> What you will do
1. Translate the following sentence from the text on convolutional neural networks into French: "This module introduces Convolutional Neural Networks (CNNs), the backbone of computer vision."
2. Copy the text on convolutional neural networks word for word, starting at "Convolutional layers: filters, patterns, and" and ending at "or eye spots.".

> Passage to read

Module 4 - Session 1: Convolutional Neural Networks
Module 4 Overview
What will we learn?
Convolutional layers: filters, patterns, and feature maps
Complete CNN architecture: convolution, pooling, fully connected layers
Training CNNs for image classification
Dynamic computation graphs in PyTorch
Modular architectures and code organization
Model inspection and debugging techniques
Welcome to Module 4! You’ve mastered data pipelines and built models with linear layers. But now the butterfly house next door wants to expand your botanical garden app to classify insects and small animals. Linear layers treat every pixel independently - they can’t see that neighboring pixels form features like wings, antennae, or eye spots.
This module introduces Convolutional Neural Networks (CNNs), the backbone of computer vision. We’ll explore how CNNs learn to see patterns in images, build complete CNN architectures, and then dive into PyTorch’s dynamic computation graphs and professional code organization.
The question chain: How do CNNs see patterns? → How do we build a complete CNN? → How do we train it? → How does PyTorch’s flexibility help us? → How do we write professional, maintainable code? → How do we inspect and debug our models?
Session 1: Convolutional Neural Networks
What you’ll know by the end:
How convolutional filters detect patterns in images
The complete architecture of a CNN
How to train a CNN for multi-class image classification
By the end of this session, you’ll understand how CNNs work fundamentally - from the pixel level to complete architectures. You’ll see how filters learn to detect edges, textures, and patterns, and how these components combine into a powerful image classifier.
The New Challenge
Butterfly house expansion
Classify flowers, insects, and small animals
Need to detect edges, textures, and patterns
Linear layers aren’t enough
The botanical garden app is working great, but now the butterfly house next door wants in. They want to expand the app so visitors can classify insects and small animals too. This is a bigger challenge - you need something that can recognize more advanced visual features.

> Supplied records
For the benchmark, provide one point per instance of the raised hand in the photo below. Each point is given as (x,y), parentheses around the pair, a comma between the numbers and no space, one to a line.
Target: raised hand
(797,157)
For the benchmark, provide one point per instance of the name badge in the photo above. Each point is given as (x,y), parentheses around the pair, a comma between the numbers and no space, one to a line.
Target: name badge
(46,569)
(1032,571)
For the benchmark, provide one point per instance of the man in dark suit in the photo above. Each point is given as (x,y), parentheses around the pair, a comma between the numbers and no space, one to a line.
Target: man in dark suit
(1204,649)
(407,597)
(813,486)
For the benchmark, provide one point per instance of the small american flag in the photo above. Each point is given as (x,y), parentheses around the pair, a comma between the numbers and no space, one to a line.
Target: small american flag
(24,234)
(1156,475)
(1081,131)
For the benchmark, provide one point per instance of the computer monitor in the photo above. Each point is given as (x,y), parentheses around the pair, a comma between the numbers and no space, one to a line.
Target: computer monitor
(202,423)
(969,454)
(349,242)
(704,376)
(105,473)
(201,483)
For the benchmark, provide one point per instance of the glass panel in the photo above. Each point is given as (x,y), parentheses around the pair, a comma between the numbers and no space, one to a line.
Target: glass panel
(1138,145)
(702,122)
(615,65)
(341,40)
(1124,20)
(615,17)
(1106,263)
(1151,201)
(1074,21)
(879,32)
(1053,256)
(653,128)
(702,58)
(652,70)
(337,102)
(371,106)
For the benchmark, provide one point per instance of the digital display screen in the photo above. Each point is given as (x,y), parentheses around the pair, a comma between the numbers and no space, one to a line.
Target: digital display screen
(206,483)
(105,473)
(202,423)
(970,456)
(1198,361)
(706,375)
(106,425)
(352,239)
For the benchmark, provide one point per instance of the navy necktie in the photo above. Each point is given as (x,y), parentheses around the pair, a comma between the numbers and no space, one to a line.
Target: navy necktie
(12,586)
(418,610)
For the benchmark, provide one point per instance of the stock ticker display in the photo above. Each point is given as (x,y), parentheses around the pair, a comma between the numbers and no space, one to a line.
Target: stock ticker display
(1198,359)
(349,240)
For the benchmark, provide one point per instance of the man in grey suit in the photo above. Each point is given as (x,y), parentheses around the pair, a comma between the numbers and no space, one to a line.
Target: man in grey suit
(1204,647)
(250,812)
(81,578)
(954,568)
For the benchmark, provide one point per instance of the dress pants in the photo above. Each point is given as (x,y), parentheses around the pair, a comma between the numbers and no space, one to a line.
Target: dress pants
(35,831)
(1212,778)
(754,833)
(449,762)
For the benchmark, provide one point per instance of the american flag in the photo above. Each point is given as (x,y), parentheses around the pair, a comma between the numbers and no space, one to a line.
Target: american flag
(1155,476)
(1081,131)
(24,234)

> Solutions below
1. Ce module présente les réseaux de neurones convolutifs (CNN), pierre angulaire de la vision par ordinateur.

2.
Convolutional layers: filters, patterns, and feature maps
Complete CNN architecture: convolution, pooling, fully connected layers
Training CNNs for image classification
Dynamic computation graphs in PyTorch
Modular architectures and code organization
Model inspection and debugging techniques
Welcome to Module 4! You’ve mastered data pipelines and built models with linear layers. But now the butterfly house next door wants to expand your botanical garden app to classify insects and small animals. Linear layers treat every pixel independently - they can’t see that neighboring pixels form features like wings, antennae, or eye spots.